Write out, word for word, the passage of the blog post about balance that begins with the words containing "Whether learning to" and ends with "tip ourselves over.".

* DOCUMENT SEGMENT
— START —

Wanting for a wall: something's off balance here

Whether learning to walk or riding a bicycle, it’s very typical to hear about the ears because that’s where the beautiful technique of balance does its job. The inner ear has tiny canals have tiny hairs that can detect even the slight change in the fluid that resides in those canals as we tip ourselves over.
But there’s another part of the body involved that might be overlooked: the eye. The eye sends some serious feedback to the brain, helping the ear and keeping us walking and running upright without face-planting into the ground. For this I am very thankful.
The eye does double duty and also works its magic in seeing straight lines. It knows to prefer things that are completely level, absolutely straight, and amazingly can detect when things are slightly less than perfect. They crave things like the horizon and other things that either parallel or perpendicular to it.
My eye, however, isn’t seeing a single thing when it comes to my family room wall.

— END —

* DATA EXCERPTS
— START —

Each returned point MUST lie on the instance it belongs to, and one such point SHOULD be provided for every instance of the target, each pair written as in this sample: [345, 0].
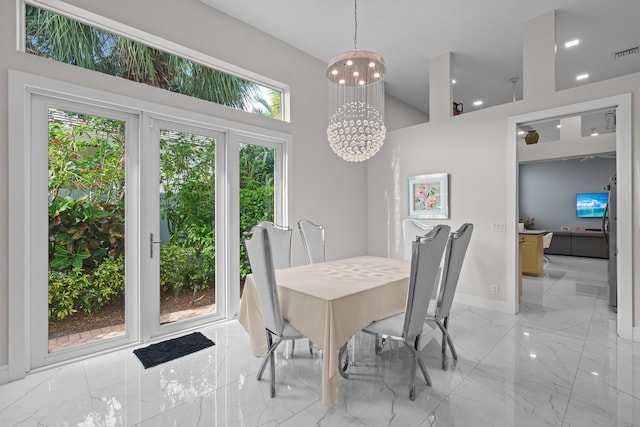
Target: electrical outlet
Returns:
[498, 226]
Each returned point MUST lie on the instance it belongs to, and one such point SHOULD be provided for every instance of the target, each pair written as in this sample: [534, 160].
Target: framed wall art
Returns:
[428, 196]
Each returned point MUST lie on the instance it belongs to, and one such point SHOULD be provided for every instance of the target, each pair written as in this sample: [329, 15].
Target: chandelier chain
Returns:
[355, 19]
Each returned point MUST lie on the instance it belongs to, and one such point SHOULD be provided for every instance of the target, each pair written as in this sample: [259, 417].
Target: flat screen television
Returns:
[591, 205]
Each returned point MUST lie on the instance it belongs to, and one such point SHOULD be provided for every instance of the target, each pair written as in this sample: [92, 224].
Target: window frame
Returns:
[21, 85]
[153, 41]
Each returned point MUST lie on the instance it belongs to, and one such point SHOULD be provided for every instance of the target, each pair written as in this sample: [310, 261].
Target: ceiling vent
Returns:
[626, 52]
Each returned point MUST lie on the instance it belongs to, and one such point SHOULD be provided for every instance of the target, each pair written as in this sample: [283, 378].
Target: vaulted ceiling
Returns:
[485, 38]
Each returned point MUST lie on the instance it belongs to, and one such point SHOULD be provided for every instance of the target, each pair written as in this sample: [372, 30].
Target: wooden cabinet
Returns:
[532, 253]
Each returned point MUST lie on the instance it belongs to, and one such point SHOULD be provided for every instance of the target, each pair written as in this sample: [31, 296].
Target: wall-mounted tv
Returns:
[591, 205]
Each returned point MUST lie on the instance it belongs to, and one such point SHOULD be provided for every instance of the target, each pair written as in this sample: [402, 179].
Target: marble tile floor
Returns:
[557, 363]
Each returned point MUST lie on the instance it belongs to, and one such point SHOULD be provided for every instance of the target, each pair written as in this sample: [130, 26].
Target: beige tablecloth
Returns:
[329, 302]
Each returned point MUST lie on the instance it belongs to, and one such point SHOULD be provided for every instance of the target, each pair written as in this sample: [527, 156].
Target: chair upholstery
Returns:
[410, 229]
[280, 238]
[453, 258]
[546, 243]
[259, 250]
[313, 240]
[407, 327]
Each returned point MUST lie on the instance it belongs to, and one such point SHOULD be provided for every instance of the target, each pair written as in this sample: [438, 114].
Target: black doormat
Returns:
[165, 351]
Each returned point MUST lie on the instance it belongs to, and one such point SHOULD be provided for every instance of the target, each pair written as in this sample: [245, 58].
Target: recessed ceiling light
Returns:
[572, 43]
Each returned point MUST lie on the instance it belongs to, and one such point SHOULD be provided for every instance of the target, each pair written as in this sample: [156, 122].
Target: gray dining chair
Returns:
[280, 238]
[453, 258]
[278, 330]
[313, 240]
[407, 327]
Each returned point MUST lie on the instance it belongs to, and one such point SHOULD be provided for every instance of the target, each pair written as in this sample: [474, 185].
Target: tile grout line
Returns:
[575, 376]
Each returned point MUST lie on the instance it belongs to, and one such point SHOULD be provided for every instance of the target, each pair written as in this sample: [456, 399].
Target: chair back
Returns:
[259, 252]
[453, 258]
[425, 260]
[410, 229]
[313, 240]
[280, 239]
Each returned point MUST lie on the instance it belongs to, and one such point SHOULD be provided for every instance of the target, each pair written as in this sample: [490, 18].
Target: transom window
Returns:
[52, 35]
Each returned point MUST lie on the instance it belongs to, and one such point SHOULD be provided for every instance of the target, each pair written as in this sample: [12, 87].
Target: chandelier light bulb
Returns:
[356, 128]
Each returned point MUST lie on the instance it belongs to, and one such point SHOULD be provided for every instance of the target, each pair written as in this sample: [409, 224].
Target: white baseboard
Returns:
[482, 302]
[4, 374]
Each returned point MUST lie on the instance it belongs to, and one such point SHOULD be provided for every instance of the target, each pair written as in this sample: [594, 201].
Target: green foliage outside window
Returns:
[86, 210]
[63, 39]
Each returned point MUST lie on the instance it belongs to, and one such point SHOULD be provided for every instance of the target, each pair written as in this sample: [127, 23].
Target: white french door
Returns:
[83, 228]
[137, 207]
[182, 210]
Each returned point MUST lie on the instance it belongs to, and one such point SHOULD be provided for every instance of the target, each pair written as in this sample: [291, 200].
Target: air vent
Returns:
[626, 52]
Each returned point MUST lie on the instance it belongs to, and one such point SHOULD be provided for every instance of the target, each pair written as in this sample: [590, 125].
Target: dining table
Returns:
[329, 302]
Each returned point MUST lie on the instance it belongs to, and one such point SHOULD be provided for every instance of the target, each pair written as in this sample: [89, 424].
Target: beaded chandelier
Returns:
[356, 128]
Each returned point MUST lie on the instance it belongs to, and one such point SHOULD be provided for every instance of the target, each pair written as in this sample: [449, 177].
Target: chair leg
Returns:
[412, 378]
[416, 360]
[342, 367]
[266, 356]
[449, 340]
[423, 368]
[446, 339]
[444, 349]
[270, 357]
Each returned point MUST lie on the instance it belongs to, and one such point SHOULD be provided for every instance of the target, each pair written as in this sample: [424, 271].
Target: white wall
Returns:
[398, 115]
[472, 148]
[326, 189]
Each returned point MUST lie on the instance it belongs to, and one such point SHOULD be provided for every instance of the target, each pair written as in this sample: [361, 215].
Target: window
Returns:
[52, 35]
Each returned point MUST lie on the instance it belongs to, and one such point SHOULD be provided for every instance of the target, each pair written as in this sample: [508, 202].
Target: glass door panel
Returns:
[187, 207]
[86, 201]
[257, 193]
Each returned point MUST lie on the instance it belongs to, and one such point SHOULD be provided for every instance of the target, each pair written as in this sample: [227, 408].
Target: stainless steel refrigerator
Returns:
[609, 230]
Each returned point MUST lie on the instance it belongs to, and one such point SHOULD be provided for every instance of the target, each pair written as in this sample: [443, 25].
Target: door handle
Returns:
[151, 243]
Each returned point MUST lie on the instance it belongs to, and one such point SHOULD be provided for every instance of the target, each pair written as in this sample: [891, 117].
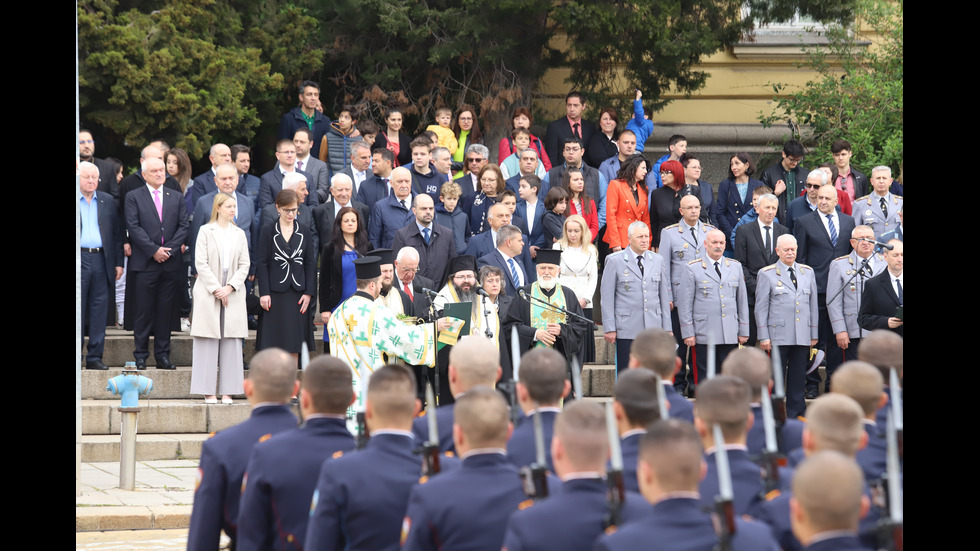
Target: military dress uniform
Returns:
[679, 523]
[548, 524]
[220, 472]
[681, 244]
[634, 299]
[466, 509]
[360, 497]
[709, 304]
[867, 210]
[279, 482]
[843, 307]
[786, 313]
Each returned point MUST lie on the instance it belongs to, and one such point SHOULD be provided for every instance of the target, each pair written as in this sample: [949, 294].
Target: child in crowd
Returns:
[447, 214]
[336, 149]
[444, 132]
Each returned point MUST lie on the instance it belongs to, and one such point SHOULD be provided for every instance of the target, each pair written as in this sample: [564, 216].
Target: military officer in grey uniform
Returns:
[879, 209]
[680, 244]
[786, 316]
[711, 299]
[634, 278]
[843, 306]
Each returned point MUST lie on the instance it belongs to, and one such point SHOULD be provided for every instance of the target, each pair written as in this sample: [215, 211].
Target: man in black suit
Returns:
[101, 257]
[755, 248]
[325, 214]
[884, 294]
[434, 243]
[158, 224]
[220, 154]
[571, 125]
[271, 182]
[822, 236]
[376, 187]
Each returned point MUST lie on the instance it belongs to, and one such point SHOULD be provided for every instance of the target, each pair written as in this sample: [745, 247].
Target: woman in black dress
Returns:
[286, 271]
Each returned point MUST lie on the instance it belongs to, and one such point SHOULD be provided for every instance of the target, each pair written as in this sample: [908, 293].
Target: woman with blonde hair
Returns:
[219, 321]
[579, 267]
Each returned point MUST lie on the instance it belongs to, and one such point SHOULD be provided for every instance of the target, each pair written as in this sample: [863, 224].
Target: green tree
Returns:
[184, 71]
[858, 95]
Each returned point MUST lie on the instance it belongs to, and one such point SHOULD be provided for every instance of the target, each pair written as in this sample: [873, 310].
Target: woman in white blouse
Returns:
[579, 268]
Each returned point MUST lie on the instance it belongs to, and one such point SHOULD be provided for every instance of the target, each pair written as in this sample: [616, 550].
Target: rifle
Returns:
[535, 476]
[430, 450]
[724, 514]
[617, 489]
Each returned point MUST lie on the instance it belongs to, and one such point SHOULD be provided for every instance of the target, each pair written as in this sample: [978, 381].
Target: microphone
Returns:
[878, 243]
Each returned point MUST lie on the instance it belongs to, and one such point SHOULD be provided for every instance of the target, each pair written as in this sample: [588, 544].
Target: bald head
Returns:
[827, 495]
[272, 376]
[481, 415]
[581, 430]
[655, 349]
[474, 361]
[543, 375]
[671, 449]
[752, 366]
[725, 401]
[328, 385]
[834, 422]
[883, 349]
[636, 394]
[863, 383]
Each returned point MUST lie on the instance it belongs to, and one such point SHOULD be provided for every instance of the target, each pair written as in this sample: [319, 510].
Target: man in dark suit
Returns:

— END —

* WRITTEN RESPONSE
Whether learning to walk or riding a bicycle, it’s very typical to hear about the ears because that’s where the beautiful technique of balance does its job. The inner ear has tiny canals have tiny hairs that can detect even the slight change in the fluid that resides in those canals as we tip ourselves over.